EXERCISE SET:
1 – Do these statements agree with the forum thread on ezjail-admin snapshots? Answer yes or no for each and quote the words from the thread that decide it.
(a) The ezjail-admin(8) page lists options for rolling back snapshots.
(b) mariourk confirms that every jail resides on its own ZFS filesystem.
(c) ShelLuser has worked with ezjail before.
2 – In the entries, switch "single point" to "single dot" from the line with "Mark the stone column" up to and including the last line of the entries, and give back only those lines with nothing else changed.

TEXT PASSAGE:

# Restoring ezjail-admin snapshots



## mariourk (May 19, 2018)

Hi,

There is plenty of information on how to make snapshots with ezjail-admin. But nowhere can I find any information on how to rollback those snapshots?

So the question is, how do I rollback snapshots, taken with ezjail-admin?

Thanks!


----------



## ShelLuser (May 19, 2018)

Now, I never worked with ezjail myself but from what I understand every jail resides on its own ZFS filesystem, is that correct?

Because if so then I'd imagine that you'd use the basic ZFS tools for this. Check for those snapshots using `zfs list -t all`, find the appropriate snapshot and roll it back through the `zfs rollback` command, see also zfs(8).


----------



## mariourk (May 19, 2018)

It is true that every jail resides on its own ZFS filesystem. But if I let ezjail-admin handle making the snapshots. I rather let ezjail-admin handle te rollbacks too. If only I knew how to do that properly...


----------



## ShelLuser (May 19, 2018)

Well, in the mean time I read ezjail-admin(8) and it doesn't list any options for this. However, it does mention that all the script does is create a regular ZFS snapshot. So unless there are more utilities provided with the port then I think this feature is currently unsupported.


----------

RECORD LIST:
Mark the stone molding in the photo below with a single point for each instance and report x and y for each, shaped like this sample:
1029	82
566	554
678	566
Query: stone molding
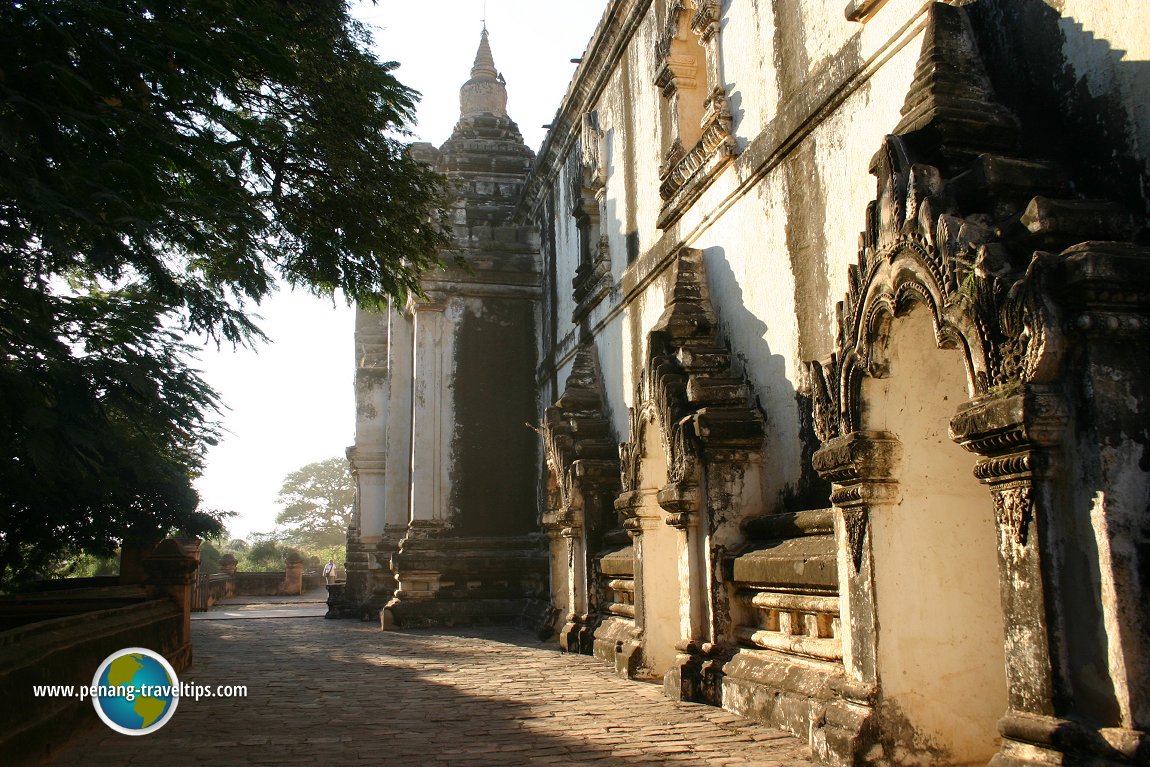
580	454
687	171
689	386
1022	301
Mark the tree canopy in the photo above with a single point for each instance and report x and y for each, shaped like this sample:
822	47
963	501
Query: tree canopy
317	504
162	165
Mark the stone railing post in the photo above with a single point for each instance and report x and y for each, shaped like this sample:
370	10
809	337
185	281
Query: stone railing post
293	574
170	568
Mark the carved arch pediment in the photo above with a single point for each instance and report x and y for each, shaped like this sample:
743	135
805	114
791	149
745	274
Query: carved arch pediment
961	224
579	447
689	388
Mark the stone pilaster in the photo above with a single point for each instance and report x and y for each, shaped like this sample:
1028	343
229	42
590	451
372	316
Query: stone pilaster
861	468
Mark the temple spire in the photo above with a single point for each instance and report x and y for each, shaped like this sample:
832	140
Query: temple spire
484	62
485	92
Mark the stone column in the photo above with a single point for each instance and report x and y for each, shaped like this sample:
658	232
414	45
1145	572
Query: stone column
861	468
293	574
431	416
682	503
397	490
573	532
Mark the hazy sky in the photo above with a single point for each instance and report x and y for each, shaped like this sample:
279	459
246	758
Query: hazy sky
291	401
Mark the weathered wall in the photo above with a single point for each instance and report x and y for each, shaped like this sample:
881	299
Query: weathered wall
810	97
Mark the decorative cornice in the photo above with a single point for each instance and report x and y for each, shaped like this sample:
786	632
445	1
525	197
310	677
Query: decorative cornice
689	386
685	176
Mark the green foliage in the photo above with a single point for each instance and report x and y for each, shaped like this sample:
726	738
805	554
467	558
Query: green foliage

RESULTS FOR THE EXERCISE:
1 –
(a) No: "it doesn't list any options for this."
(b) Yes: "It is true that every jail resides on its own ZFS filesystem."
(c) No: "I never worked with ezjail myself"

2 –
Mark the stone column in the photo above with a single dot for each instance and report x and y for each, shaped like this sample:
658	232
414	45
1145	572
Query: stone column
861	468
293	574
431	416
682	503
397	490
573	532
Mark the hazy sky in the photo above with a single dot for each instance and report x and y for each, shaped like this sample:
279	459
246	758
Query: hazy sky
291	401
Mark the weathered wall in the photo above with a single dot for each instance and report x and y for each, shaped like this sample:
881	299
Query: weathered wall
810	97
Mark the decorative cornice in the photo above with a single dot for each instance and report x and y for each, shaped like this sample:
786	632
445	1
525	197
310	677
Query: decorative cornice
689	386
685	176
Mark the green foliage in the photo above with a single dot for each instance and report x and y for each, shaped like this sample:
726	738
805	554
467	558
Query: green foliage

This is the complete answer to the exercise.